═════ Extrait choisi
99.(1)b.1) dans le cas de l’alinéa 50a), enjoindre, par ordonnance, à l’employeur ou au syndicat d’inclure ou de retirer des conditions spécifiques de sa position de négociation ou ordonner l’application d’une méthode exécutoire de règlement des points en litige, s’il est d’avis que ces mesures sont nécessaires pour remédier aux effets de la violation.

Cette mesure de redressement permet au Conseil d’ordonner à la partie contrevenante d’inclure ou de retirer certaines conditions d’un projet de convention collective. Le Conseil peut ordonner l’application d’une méthode exécutoire de règlement des points en litige, si cette mesure est nécessaire pour remédier aux effets du manquement.

III. La preuve

[23] Le syndicat a fait entendre deux témoins : le représentant régional de l’AFPC et la présidente de la section locale de l’AFPC. La présidente de la section locale est aussi enseignante à l’école Alaqsite’w Gitpu (EAG) et fait donc partie de l’unité de négociation accréditée. Les témoins faisaient tous les deux partie de l’équipe de négociation, et leurs témoignages ont porté principalement sur le processus de négociations collectives qui a débuté en 2009 et a pris fin le 2 décembre 2010, par la conclusion d’un projet de convention collective. Comme il a été mentionné précédemment, ce projet de convention devait être ratifié par le syndicat de même que par le conseil de bande, l’employeur.

[24] La présidente de la section locale de l’AFPC a aussi été appelée à témoigner en contre‑preuve concernant la priorité d’emploi accordée récemment aux membres de la bande, puisque l’employeur a divulgué en mars 2012, au cours de l’audience devant le Conseil, qu’il souhaitait élargir la portée de l’article 5 du projet de convention collective qui porte sur la priorité d’emploi à l’EAG accordée aux membres de la bande.

[25] L’employeur a fait entendre deux témoins : le directeur des finances de la bande et l’administratrice de la bande.

[26] Il importe de souligner que, au moment où le syndicat a déposé sa plainte de pratique déloyale de travail auprès du Conseil en février 2011, l’employeur n’avait pas encore tenu la réunion du conseil de bande requise pour décider de ratifier ou non le projet de convention collective. Le 17 mars 2011, après une réunion du conseil de bande, l’employeur a informé le syndicat de sa décision de ne pas ratifier le projet. L’employeur a toutefois choisi de ne pas communiquer les motifs de sa décision.
══════════
> _Travail demandé_
• A. Selon l'extrait sur la négociation collective, à quelle date l'employeur a-t-il fait savoir au syndicat qu'il ne ratifiait pas le projet de convention collective ?
• B. Poursuivez l'extrait sur la négociation collective après sa dernière phrase.
La liste n'a aucun rapport avec l'extrait sur la négociation collective.
═════ Données sources
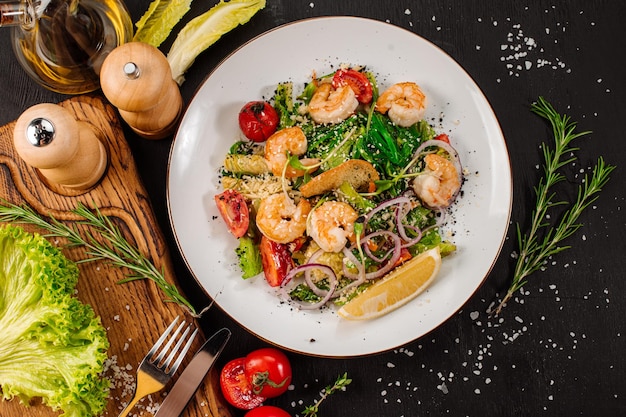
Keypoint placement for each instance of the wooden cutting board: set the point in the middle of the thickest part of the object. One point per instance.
(134, 313)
══════════
> _Réponses par consigne_
• A. Le 17 mars 2011.

• B.
[27] Il convient aussi de noter que, lorsqu’a débuté l’audience relative à la plainte du syndicat devant le Conseil en octobre 2011, l’employeur n’avait pas communiqué les motifs de sa décision de ne pas ratifier le projet de convention. Cet élément de preuve a été communiqué au syndicat et au Conseil le 27 mars 2012, pendant l’audience, dans le cadre du témoignage du directeur des finances de la bande.

[28] Les témoins de l’employeur ont tous les deux dit, dans leurs témoignages, que l’équipe de négociation de l’employeur et le conseil de bande souhaitaient conclure une première convention collective. En outre, les témoins de l’employeur ont tous les deux précisé, dans leurs témoignages, que la décision de l’employeur de ne pas ratifier le projet de convention collective n’avait pas pour objet de mettre fin au processus de négociations collectives. En tout temps, l’employeur a indiqué clairement qu’il souhaitait retourner à la table de négociation pour continuer de négocier. Autre fait important, les témoins de l’employeur ont tous les deux dit, dans leurs témoignages, que l’employeur estimait qu’il était toujours lié par la quasi-totalité des articles du projet de convention collective à la reprise des négociations.

[29] Le directeur des finances a indiqué que l’employeur a refusé de ratifier le projet de convention collective parce qu’il avait des préoccupations à l’égard de quatre articles en particulier que celui-ci contenait.

[30] Le directeur des finances a dit qu’une réunion du conseil de bande a eu lieu en janvier 2011 pour examiner le projet de convention collective et qu’il y a lui‑même assisté. Il a aussi dit dans son témoignage que, durant cette réunion, il a informé le conseil de bande de ses préoccupations quant au libellé de quatre articles en particulier. C’est en raison de ces quatre préoccupations que le conseil de bande a par la suite décidé, lors d’une réunion du conseil de bande en mars 2011, de ne pas ratifier le projet de convention.

[31] Selon le témoignage présenté par le directeur des finances au Conseil le 27 mars 2012, les quatre sujets de préoccupation pour l’employeur étaient les suivants : l’article 12.03, portant sur les indemnités de vacances; l’annexe A, portant sur l’accréditation d’un enseignant aux fins de la grille salariale; l’article 29, portant sur les normes de rendement des enseignants; et l’article 5, portant sur la priorité d’emploi à l’EAG accordée aux membres de la bande.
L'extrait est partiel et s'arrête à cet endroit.